Start GIVEN INFORMATION

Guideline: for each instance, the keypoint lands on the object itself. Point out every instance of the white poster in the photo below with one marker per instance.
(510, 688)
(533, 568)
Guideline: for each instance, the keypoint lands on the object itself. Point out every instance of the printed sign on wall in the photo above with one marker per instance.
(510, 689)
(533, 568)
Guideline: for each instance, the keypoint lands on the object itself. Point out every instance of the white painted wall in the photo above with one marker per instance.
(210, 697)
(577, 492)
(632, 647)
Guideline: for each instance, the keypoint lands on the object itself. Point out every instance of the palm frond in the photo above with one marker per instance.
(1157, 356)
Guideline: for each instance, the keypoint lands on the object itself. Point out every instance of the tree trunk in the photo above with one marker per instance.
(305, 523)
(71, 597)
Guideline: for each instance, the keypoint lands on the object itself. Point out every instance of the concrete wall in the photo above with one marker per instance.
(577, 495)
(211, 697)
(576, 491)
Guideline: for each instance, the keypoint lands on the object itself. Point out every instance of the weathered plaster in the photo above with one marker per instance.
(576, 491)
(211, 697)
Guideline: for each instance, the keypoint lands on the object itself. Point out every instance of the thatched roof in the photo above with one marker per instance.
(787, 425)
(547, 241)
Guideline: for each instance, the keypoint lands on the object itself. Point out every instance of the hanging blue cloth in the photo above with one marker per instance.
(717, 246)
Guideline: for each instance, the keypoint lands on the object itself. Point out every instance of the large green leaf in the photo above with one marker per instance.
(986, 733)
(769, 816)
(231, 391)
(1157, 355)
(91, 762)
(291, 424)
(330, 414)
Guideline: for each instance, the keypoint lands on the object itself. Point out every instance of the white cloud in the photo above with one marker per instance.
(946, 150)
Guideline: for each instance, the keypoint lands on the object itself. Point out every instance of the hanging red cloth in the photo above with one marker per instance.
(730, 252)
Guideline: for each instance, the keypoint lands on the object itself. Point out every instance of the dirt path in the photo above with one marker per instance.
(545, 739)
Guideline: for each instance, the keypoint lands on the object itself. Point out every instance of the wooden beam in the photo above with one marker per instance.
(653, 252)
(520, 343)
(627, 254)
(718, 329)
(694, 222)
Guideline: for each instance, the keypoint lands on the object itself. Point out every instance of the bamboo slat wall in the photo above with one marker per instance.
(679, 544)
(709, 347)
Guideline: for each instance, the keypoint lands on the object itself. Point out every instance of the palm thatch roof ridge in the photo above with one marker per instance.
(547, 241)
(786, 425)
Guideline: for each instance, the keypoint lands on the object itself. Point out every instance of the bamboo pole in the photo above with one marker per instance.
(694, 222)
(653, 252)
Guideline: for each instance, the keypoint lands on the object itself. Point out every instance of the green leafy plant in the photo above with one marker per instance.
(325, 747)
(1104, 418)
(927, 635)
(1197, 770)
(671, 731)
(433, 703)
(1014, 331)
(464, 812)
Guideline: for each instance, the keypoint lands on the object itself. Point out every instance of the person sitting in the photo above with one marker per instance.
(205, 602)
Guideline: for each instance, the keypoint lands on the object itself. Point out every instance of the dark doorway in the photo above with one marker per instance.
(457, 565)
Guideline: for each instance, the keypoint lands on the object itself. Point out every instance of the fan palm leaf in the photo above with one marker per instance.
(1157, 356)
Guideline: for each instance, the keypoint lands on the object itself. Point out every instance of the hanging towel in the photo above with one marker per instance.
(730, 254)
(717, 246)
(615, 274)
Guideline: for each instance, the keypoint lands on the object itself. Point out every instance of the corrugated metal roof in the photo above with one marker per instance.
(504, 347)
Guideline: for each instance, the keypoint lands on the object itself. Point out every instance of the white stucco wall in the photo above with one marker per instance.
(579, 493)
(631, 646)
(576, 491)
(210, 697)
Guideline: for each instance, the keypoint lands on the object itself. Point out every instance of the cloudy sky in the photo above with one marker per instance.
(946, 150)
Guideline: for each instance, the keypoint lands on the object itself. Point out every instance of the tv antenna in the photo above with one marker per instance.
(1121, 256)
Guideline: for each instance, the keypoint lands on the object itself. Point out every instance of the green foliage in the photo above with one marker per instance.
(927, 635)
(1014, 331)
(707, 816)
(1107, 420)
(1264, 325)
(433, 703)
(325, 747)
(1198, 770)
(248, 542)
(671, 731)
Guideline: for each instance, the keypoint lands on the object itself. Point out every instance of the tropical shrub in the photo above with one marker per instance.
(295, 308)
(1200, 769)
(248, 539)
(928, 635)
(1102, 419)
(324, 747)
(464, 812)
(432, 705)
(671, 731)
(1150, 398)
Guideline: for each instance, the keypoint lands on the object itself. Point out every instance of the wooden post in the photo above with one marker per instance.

End GIVEN INFORMATION

Can you update the material above so that "keypoint" becomes "point" throughout, leaving everything else unchanged?

Guideline: for each instance, the point lands on the object itself. Point out every instance of the white poster in the photo below with one marker per instance.
(510, 688)
(533, 568)
Guideline: for each instance, the point lands on the object itself. Point out every instance of the printed sign on wall in the photo above with one marker per instance.
(510, 689)
(533, 568)
Guideline: for each instance, the point lands on the object itself. Point out every instance of the white painted wall in the photo above with one marker per instance.
(210, 697)
(577, 492)
(632, 647)
Guideline: for each instance, the point lands on the object itself. Point out every instance of the palm frond in the photo above with one marker per instance.
(1157, 356)
Guideline: for each instance, the point lands on the object itself. Point out every instance of the tree trunk in the photo above with one marker per instance.
(305, 523)
(71, 597)
Guideline: for each instance, the point lands on the object itself. Point out every instance of the concrete wall in the photo above with one marker per instance.
(577, 495)
(211, 697)
(576, 491)
Guideline: for each instance, the point lands on the object itself. Point out every instance of the weathered plaster in the photo above with one marker per instance.
(576, 491)
(211, 697)
Guideline: for each instance, the point lands on the object itself. Point out every instance of the thatched roof in the photo above with one marker per instance.
(787, 425)
(547, 241)
Guideline: for each instance, the point lands on the object itself. Point out every instance of the hanging blue cloth in the photo above with one marker per instance.
(717, 246)
Guideline: for each instance, the point lands on the object itself. Point out every instance of the large green leaf in the photo above with one marker per instance.
(986, 733)
(769, 816)
(231, 391)
(1157, 355)
(91, 762)
(291, 424)
(330, 414)
Guideline: for each instance, the point lands on the object itself. Point out every instance of the white cloud in the photo above with one marker per instance.
(946, 150)
Guideline: for each instance, the point lands on the object itself. Point out every instance of the hanging red cloth in the photo above with one marker per instance.
(730, 252)
Guideline: for each instance, the point lands on the object itself. Point out every instance of the dirt path in the photo above with one marker per instance.
(545, 739)
Guideline: for each instance, the point lands on the object itself. Point out every instance of the wooden beam in the photo above with one marker per instance.
(653, 252)
(520, 343)
(627, 254)
(718, 329)
(694, 222)
Guideline: for each instance, the point lands on the object itself. Point out every instance of the bamboo slat wall in the photo above with one marker per instance.
(679, 544)
(709, 347)
Guideline: for each instance, the point lands on the object itself. Point out every instance of the palm thatch roof ridge in the photo above with one marker per instance.
(547, 241)
(786, 425)
Guideline: for each instance, the point lands on the object itself. Point out every instance of the bamboo pole in the photo above with one marker per instance.
(694, 222)
(653, 252)
Guideline: for each instance, the point lands on the object itself. Point out every instance of the green leafy plant in the photo above with one marker per instance.
(325, 747)
(1104, 418)
(927, 635)
(1197, 770)
(671, 731)
(433, 703)
(1014, 331)
(464, 812)
Guideline: for each instance, the point lands on the object itself. Point out every instance of the person sitting in the photo above with one marker per instance.
(205, 602)
Guideline: for each instance, the point lands on the object itself. Point out every instance of the dark doorway in the photo above with one marker per instance.
(457, 565)
Guideline: for each instance, the point lands on the object itself. Point out every instance of the fan palm leaf in the photo above with one marker per instance.
(1157, 356)
Guideline: for each instance, the point lands on the object itself. Point out every instance of the hanging towel in the photo above with one marker per instance.
(730, 254)
(717, 246)
(615, 274)
Guideline: for each instance, the point lands on the object itself. Point out every instance of the corrugated metal roof in the photo above with one marker per instance.
(504, 347)
Guideline: for each instance, the point lands on the object itself. Point out every instance of the white stucco wall in the photo above with one marker per instance.
(579, 493)
(631, 646)
(576, 491)
(210, 697)
Guideline: for each instance, the point lands on the object itself. Point out every instance of the cloudy sky in the photo above with one marker per instance.
(946, 150)
Guideline: for each instance, the point lands on the object itself. Point out every instance of the tv antenna in the photo above with one marker per instance.
(1121, 256)
Guideline: for each instance, the point lands on the object itself. Point out every instance of the green foliage in the photo above with one marker per instance.
(927, 635)
(1014, 331)
(707, 816)
(1107, 420)
(1264, 325)
(433, 703)
(325, 747)
(1198, 770)
(248, 542)
(671, 731)
Guideline: for each instance, the point lands on the object itself. Point out every instance of the tropical shrub in the photo above with one marker per instance.
(295, 308)
(1200, 769)
(248, 539)
(928, 635)
(1102, 419)
(324, 747)
(464, 812)
(432, 705)
(671, 731)
(1150, 398)
Guideline: for each instance, the point lands on the object itself. Point out every instance of the wooden post in the photo above with one marker per instance.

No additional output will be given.